Look through the listing underneath for "dark", and copy every line that has it.
Extracted material section start
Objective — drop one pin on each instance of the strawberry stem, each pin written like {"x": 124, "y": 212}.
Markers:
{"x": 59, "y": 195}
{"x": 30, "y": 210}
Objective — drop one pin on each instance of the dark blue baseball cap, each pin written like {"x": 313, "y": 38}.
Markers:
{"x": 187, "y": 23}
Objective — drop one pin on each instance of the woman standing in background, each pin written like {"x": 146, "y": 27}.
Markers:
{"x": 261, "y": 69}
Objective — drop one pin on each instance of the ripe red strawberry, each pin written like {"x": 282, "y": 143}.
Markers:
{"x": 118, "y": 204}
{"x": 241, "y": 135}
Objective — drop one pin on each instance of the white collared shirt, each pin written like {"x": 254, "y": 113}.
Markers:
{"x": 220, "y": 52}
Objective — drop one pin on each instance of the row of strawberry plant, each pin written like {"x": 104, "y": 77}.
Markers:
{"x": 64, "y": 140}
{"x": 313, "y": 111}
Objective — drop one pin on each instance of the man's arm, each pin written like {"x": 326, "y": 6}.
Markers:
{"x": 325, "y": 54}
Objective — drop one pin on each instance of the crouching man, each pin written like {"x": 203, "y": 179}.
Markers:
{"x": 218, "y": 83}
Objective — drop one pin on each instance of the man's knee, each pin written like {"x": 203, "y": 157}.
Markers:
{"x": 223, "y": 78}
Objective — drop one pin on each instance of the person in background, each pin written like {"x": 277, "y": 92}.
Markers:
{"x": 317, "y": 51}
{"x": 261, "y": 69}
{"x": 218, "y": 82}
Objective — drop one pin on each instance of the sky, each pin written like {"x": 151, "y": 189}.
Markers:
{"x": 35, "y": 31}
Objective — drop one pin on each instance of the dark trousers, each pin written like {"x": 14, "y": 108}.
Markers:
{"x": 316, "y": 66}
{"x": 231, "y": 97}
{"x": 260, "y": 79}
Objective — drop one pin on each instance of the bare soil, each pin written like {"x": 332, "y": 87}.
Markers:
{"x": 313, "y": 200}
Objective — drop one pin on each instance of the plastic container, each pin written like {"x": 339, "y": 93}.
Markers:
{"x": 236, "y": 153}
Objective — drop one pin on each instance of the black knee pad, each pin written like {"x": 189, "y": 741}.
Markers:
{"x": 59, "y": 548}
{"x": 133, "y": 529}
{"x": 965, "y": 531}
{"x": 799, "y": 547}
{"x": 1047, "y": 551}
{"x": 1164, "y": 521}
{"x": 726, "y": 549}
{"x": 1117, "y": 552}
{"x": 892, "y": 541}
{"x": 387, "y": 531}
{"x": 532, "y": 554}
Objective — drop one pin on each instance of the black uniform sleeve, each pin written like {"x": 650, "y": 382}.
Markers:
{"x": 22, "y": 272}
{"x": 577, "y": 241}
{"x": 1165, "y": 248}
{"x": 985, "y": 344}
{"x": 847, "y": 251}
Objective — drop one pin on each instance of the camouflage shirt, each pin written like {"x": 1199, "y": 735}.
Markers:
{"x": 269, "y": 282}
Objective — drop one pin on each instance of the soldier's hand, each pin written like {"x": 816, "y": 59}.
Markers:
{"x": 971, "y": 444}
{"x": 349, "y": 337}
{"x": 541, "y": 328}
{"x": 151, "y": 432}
Extracted material section end
■ Result of this exercise
Objective — drop one pin on each instance of the dark blue baseball cap, each pin written like {"x": 313, "y": 38}.
Objective — drop one pin on each instance of the dark trousers, each pin written like {"x": 14, "y": 108}.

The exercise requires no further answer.